▸ SHORT TASK: Copy the rows below word for word, from the line with "I'd appreciate your help finding the hillside in" up to and including the line with "[0,272,873,599]".

▸ ITEMS:
****

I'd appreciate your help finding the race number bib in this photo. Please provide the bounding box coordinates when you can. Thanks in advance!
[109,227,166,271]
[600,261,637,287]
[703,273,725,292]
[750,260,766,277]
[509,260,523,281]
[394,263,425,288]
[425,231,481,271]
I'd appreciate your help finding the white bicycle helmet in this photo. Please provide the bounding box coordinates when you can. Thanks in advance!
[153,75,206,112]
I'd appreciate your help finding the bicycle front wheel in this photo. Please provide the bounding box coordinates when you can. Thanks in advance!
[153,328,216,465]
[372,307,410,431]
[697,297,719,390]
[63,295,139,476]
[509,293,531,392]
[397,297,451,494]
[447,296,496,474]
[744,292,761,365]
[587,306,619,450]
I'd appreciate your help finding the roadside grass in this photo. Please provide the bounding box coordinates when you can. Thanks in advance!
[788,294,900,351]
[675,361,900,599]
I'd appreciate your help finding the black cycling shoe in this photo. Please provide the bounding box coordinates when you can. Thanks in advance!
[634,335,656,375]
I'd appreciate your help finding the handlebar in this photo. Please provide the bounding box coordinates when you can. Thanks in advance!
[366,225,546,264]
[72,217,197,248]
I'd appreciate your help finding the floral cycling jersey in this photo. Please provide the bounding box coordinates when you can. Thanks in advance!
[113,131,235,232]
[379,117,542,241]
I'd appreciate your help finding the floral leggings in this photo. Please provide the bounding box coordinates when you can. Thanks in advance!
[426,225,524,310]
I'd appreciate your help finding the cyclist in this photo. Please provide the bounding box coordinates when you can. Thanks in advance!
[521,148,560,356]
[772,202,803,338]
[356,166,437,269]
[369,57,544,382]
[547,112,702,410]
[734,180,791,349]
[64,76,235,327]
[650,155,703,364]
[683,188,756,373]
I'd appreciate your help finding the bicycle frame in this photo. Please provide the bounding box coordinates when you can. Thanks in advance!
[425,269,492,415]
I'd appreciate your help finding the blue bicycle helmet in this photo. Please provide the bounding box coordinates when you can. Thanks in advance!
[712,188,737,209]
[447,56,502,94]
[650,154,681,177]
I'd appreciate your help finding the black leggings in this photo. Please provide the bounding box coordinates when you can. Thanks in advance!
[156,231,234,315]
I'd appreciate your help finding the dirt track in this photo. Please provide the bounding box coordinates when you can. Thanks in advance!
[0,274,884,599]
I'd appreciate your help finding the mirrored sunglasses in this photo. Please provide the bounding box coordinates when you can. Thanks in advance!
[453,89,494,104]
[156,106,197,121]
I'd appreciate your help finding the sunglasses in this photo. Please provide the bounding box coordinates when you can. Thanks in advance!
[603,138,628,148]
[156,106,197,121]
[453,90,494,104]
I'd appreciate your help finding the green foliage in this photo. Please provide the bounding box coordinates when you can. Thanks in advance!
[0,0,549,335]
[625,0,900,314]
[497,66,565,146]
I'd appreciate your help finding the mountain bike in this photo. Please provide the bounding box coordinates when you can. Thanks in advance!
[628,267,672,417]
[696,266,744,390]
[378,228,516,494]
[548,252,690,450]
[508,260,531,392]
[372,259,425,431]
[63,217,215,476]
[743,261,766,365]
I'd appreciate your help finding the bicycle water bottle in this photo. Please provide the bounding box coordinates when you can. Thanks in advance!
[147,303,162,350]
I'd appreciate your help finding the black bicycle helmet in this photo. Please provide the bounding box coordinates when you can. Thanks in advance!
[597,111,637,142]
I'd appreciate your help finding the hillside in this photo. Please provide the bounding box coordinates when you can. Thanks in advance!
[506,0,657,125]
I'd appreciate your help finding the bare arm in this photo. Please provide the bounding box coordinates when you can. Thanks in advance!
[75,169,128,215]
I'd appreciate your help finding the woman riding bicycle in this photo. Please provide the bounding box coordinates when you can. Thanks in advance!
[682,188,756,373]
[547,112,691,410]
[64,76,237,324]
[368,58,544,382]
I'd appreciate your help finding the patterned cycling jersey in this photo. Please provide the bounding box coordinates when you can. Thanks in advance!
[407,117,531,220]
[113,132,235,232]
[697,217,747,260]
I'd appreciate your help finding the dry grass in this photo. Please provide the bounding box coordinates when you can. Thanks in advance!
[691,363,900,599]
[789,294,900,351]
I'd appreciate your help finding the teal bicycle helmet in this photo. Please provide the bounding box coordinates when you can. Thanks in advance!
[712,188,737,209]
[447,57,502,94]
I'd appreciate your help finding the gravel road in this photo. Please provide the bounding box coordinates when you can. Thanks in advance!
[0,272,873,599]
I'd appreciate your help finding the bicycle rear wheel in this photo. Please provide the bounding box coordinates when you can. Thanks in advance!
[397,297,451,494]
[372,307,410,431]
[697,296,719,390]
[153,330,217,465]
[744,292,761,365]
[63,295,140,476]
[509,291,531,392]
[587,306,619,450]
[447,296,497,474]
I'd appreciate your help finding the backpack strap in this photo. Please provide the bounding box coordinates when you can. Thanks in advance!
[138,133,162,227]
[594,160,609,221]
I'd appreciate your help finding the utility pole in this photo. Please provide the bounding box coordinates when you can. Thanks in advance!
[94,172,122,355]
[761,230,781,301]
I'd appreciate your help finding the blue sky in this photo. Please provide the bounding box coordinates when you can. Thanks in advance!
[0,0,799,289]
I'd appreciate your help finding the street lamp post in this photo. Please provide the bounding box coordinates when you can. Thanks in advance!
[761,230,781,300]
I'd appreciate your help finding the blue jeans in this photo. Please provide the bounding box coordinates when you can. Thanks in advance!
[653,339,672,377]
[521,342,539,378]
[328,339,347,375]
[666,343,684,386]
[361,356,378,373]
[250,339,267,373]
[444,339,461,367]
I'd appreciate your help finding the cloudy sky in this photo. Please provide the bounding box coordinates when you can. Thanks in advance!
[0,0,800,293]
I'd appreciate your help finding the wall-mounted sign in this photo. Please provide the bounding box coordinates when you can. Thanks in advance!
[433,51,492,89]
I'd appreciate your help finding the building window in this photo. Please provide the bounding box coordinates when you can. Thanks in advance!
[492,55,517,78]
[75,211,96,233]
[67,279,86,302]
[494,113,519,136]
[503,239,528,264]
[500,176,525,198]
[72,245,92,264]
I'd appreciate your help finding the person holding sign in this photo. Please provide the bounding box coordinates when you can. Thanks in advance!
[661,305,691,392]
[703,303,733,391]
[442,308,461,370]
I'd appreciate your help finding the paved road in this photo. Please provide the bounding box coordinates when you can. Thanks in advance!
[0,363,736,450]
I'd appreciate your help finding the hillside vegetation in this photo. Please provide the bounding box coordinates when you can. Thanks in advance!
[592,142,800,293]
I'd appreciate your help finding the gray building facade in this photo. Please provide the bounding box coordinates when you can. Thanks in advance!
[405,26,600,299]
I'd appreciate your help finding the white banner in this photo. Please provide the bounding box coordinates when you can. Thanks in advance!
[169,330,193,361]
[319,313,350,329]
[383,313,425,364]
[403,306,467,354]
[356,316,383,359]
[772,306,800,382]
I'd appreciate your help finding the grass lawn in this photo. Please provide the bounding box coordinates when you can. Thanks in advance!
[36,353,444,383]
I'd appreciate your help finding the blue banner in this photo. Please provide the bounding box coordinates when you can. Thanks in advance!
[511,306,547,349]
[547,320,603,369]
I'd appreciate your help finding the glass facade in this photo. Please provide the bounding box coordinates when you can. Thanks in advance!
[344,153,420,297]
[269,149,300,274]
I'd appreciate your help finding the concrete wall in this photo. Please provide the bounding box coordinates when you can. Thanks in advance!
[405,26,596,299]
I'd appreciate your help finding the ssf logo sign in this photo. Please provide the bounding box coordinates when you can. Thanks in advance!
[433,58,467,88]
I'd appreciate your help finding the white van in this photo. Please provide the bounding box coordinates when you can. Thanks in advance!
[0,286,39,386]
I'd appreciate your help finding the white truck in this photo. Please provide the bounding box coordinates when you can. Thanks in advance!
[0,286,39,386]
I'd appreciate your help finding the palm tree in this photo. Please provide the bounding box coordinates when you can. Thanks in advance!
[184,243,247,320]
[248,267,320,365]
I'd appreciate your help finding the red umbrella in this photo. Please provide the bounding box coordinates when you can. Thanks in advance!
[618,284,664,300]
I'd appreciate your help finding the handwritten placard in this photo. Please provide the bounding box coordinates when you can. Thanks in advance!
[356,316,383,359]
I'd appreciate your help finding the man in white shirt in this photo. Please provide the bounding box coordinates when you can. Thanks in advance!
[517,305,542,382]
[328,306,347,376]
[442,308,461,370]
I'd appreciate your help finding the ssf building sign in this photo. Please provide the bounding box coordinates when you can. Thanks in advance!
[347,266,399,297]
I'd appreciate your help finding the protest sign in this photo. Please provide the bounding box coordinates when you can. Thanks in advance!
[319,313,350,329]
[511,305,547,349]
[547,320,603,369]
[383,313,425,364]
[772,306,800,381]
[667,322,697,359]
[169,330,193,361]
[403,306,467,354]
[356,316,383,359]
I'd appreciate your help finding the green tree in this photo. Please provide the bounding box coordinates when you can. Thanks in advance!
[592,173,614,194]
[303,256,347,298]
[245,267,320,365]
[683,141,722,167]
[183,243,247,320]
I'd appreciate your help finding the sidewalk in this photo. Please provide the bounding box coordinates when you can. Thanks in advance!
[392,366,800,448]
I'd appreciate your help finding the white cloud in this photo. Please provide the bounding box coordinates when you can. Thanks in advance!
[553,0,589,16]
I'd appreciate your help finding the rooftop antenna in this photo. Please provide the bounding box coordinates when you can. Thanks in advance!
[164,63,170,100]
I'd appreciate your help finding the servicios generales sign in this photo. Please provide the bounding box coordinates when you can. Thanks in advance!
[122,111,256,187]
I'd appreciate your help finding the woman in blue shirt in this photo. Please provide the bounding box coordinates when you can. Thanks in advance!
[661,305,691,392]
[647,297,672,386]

****

▸ ANSWER:
I'd appreciate your help finding the hillside in this photo. Please provide the bounding box coordinates when you can. Thanks in advance!
[506,0,657,125]
I'd appreciate your help finding the bare arm in this photo. Please provide the bounding box coordinates when you can. Thanks in advance!
[75,169,128,215]
I'd appreciate your help finding the woman riding bicycle in this photo. Please provide the bounding box coordinates when you can. Thanks in advance!
[682,188,756,373]
[547,112,691,410]
[64,76,237,324]
[368,58,544,382]
I'd appreciate your help finding the patterned cycling jersey in this photo. Please provide the bounding box coordinates when you can. Thanks in advance!
[407,117,531,220]
[113,132,235,232]
[697,217,747,260]
I'd appreciate your help finding the dry grass in this photo. Please provide the bounding box coordinates when you can. Thanks in advance!
[691,363,900,599]
[789,294,900,351]
I'd appreciate your help finding the teal bicycle helmet in this photo. Please provide the bounding box coordinates when you can. Thanks in advance!
[712,188,737,209]
[447,57,502,94]
I'd appreciate your help finding the gravel road in this photo. Please provide the bounding box coordinates when you can. Thanks in advance!
[0,272,873,599]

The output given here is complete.